• **Jobs**
A. List the track titles named in the review of From Beyond's release on Sprechen.
B. Please answer these questions from the Sprechen reviews:
(i) Who leads the duo The Thief Of Time?
(ii) Which city is the Sprechen label from?
(iii) Which label had From Beyond contributed to before this release?
----- Page extract -----
Review: The Thief Of Time - a duo led by label boss Chris Massey - channel 80s synth-pop on this new five-tracker for Manchester's Sprechen. We start off in almost Pet Shop Boys-ish territory with 'Shadows Cast' and its singsong, dream pop-style vox, before 'Metropolis Rising' takes us down a more sci-fi kinda road. 'GateKeepers' follows, blends the two approaches and steals the gold with its chanted, vaguely no wave-ish "try so hard, why even bother/say one thing but mean another", before we end up back in pure pop territory with shimmering, surging synth-fest 'Cosmic' and its chilled, organic mate.
Review: Fresh from celebrating a decade in business, Chris Massey's Sprechen label strides into 2026 via a label debut from former Nein contributor From Beyond. The publicity-shy producer starts in typically atmospheric and far-sighted fashion with 'Strung Together', where synth-strings and spaced-out analogue electronics recline over a hypnotic mid-tempo groove, before reaching for wild organs, thickset acid motifs and effects aplenty on the lightly psychedelic 'Into These Feelings'. Our hero dips the tempo further on the picturesque and melody-rich beauty of 'Horsehead Nebula', while title track 'Star Villa' sees From Beyond wrap star-fall synth sounds, spacey pads and echoing samples around a dirty analogue bassline and dark disco beats.
----- Stored rows -----
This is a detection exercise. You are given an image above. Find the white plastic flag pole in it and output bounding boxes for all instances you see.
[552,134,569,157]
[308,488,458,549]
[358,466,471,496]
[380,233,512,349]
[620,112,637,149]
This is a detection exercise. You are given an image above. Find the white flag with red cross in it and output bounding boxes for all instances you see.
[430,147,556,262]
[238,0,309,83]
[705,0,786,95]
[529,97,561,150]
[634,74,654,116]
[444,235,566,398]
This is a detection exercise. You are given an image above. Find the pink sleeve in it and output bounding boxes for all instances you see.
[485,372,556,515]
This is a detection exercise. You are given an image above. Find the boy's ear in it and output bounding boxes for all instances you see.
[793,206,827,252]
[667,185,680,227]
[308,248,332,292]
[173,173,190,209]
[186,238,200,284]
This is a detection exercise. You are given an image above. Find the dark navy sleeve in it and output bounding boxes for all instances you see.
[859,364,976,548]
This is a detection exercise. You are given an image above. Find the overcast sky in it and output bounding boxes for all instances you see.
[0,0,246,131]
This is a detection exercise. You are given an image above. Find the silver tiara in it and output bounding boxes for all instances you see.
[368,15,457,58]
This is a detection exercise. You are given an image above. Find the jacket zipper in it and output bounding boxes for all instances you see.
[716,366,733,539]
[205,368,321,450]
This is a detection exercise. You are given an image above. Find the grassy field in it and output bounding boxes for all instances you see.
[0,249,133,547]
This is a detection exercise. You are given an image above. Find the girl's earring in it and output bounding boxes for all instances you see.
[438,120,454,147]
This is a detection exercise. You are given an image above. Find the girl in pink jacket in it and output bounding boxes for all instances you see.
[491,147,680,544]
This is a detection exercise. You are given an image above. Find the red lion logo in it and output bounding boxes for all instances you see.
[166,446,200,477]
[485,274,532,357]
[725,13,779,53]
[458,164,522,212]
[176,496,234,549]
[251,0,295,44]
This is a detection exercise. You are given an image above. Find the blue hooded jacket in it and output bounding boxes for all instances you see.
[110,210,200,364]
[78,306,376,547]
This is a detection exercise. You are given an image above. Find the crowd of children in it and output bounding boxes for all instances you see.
-----
• **Full answers**
A.
'Strung Together'
'Into These Feelings'
'Horsehead Nebula'
'Star Villa'

B.
(i) Chris Massey
(ii) Manchester
(iii) Nein